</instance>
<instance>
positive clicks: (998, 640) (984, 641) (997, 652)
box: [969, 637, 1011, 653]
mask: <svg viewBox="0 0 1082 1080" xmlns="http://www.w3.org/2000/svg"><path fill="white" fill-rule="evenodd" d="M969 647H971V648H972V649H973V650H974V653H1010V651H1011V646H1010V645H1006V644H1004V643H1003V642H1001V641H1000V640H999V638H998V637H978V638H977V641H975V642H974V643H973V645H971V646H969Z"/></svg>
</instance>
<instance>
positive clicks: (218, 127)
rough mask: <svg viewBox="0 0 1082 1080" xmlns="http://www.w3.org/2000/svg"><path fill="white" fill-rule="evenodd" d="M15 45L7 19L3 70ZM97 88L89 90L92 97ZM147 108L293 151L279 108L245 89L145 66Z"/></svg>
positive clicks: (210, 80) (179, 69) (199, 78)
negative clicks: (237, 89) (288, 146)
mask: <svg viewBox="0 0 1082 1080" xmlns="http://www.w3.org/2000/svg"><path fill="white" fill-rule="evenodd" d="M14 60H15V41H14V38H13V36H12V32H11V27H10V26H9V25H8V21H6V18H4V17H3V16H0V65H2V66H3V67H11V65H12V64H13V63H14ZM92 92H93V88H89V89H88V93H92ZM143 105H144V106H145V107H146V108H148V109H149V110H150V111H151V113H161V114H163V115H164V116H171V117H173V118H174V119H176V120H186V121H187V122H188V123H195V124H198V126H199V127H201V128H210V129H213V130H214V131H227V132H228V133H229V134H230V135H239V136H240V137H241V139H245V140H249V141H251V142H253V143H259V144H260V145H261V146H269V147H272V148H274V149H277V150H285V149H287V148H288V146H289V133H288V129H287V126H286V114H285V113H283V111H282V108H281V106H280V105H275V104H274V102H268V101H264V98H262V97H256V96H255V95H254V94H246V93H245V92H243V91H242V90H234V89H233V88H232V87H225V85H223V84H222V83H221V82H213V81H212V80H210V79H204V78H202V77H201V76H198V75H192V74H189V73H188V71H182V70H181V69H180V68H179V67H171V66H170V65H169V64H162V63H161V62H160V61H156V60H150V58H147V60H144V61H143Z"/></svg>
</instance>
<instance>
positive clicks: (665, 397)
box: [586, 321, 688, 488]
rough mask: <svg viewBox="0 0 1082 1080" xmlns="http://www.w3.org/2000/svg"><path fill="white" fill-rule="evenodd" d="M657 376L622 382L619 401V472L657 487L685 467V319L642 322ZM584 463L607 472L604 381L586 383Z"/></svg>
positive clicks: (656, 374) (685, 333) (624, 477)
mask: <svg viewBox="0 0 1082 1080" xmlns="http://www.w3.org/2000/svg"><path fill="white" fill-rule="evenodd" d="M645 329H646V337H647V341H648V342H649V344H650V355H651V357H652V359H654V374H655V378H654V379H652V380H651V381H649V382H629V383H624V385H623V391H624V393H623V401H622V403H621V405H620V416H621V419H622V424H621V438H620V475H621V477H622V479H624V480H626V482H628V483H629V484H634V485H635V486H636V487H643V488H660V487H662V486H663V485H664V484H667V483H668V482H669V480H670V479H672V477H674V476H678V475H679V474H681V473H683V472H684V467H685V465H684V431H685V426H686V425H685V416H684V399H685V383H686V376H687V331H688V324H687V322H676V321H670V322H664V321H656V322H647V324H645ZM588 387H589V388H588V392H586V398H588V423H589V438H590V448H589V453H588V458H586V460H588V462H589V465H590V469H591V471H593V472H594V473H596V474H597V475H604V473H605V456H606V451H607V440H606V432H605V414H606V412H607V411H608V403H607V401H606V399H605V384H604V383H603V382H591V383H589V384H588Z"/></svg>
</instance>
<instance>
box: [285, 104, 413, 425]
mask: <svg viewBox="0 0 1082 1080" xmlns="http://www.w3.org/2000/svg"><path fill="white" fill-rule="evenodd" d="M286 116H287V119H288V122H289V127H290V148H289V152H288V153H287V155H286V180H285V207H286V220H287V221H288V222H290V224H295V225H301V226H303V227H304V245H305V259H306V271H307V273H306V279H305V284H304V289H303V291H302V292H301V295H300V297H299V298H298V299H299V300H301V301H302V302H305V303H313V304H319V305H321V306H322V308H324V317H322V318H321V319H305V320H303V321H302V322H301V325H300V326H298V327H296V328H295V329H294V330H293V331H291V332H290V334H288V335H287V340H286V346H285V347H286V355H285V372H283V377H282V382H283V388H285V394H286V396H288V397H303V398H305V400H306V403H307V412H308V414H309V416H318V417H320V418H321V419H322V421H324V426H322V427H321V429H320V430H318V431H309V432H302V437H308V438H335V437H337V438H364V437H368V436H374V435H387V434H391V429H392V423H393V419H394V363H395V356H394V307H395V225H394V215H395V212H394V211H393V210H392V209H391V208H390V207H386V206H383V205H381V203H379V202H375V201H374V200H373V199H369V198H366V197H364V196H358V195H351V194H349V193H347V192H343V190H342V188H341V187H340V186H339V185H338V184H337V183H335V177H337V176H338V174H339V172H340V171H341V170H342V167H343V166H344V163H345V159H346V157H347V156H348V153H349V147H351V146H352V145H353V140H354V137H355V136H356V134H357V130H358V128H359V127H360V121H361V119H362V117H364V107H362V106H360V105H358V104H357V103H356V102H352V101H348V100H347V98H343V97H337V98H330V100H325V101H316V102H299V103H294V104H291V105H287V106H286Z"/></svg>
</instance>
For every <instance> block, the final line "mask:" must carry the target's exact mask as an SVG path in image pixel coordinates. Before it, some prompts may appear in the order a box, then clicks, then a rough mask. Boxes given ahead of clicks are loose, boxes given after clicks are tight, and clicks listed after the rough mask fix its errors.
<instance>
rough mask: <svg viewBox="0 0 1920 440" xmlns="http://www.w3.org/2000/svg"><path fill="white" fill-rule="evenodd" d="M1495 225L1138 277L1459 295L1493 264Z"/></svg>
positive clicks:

------

[What is being asked] Convert the lines above, starting with the first line and stopping after the line that contains "positive clicks: (210, 80)", into a JSON list of strings with one string per line. Leave out any blank lines.

[Written response]
[
  "</instance>",
  "<instance>",
  "positive clicks: (998, 640) (984, 641) (997, 652)",
  "box: [969, 637, 1011, 653]",
  "mask: <svg viewBox=\"0 0 1082 1080\" xmlns=\"http://www.w3.org/2000/svg\"><path fill=\"white\" fill-rule=\"evenodd\" d=\"M969 647H971V648H972V649H973V650H974V653H1010V651H1011V646H1010V645H1006V644H1004V643H1003V642H1001V641H1000V640H999V638H998V637H978V638H977V641H975V642H974V643H973V645H971V646H969Z\"/></svg>",
  "</instance>",
  "<instance>",
  "positive clicks: (218, 127)",
  "rough mask: <svg viewBox=\"0 0 1082 1080\" xmlns=\"http://www.w3.org/2000/svg\"><path fill=\"white\" fill-rule=\"evenodd\" d=\"M15 45L7 19L3 70ZM97 88L89 90L92 97ZM147 108L293 151L279 108L245 89L145 66Z\"/></svg>",
  "positive clicks: (210, 80) (179, 69) (199, 78)"
]